What is expected -> Could you retype all of the data below exactly as given?

Available data ->

========================

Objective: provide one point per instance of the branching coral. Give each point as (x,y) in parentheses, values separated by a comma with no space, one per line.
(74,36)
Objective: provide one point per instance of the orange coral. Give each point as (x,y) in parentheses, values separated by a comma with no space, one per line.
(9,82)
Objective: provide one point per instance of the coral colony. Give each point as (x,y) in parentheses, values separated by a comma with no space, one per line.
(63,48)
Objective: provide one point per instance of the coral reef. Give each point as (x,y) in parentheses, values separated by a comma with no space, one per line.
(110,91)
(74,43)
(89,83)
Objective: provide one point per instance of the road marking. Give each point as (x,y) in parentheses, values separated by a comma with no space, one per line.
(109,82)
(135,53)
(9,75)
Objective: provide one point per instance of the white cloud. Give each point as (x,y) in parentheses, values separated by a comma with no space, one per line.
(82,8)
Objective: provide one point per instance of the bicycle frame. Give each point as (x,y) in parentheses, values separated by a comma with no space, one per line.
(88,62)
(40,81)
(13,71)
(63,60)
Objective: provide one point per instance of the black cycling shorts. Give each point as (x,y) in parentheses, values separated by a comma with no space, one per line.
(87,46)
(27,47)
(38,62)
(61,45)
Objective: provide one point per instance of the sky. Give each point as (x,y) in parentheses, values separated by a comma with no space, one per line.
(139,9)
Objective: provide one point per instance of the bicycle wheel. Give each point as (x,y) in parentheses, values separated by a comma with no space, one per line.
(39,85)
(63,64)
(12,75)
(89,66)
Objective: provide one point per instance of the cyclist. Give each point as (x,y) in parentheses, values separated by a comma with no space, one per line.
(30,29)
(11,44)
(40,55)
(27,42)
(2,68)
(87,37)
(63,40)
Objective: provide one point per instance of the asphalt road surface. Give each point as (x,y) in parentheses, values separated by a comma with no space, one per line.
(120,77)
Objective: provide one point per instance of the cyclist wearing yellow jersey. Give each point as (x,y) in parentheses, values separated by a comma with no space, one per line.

========================

Exercise response ->
Objective: provide one point per instance of the branching coral. Give each point as (x,y) in parentheses, values separated by a comma with no space, one per line.
(74,36)
Objective: provide one point per instance of the orange coral. Give each point as (x,y) in parentheses, values separated by a comma with no space, one per line.
(9,82)
Objective: provide one point per instance of the coral colony. Give each point as (x,y) in parentheses, values separated by a comma with no space, one per line.
(63,48)
Objective: provide one point per instance of the coral reef. Give each point as (x,y) in parentheses, values separated by a comma with no space, one per line.
(110,91)
(74,43)
(89,83)
Objective: provide one point per instance of the road marking. Give each point as (x,y) in parentheses, values separated by a comma with no space, one per line.
(109,82)
(135,53)
(9,75)
Objective: provide one point per instance of the white cloud. Give each point as (x,y) in parentheses, values separated by a comma with no space, one per line.
(82,8)
Objective: provide one point per instance of the bicycle frame. Give each point as (x,y) in parentheses, values separated by a comma with no space, one per line.
(88,62)
(40,81)
(13,71)
(63,60)
Objective: provide one point per instance of the black cycling shorts. Give each point as (x,y) in parentheses, values separated by a comma with no space, one per line.
(87,46)
(27,47)
(38,62)
(61,45)
Objective: provide one point per instance of the sky. Give each point as (x,y) in parentheses, values separated by a comma with no space, one per line.
(139,9)
Objective: provide one point per instance of the bicycle wheel. Give each point as (x,y) in parentheses, values separated by a comma with no space, one per line.
(39,85)
(63,64)
(12,75)
(89,66)
Objective: provide one point per instance of the cyclist. Give each point as (x,y) in parentheses, values separated by a comma with no space, one per line.
(30,29)
(11,44)
(40,55)
(27,42)
(2,68)
(87,37)
(63,40)
Objective: provide one point per instance of the asphalt road surface. Give each point as (x,y) in parentheses, values separated by a comma with no space, one per line.
(120,77)
Objective: provide one point per instance of the cyclist wearing yellow jersey. Give each point as (x,y) in parentheses, values separated by a comma with no space, one per line.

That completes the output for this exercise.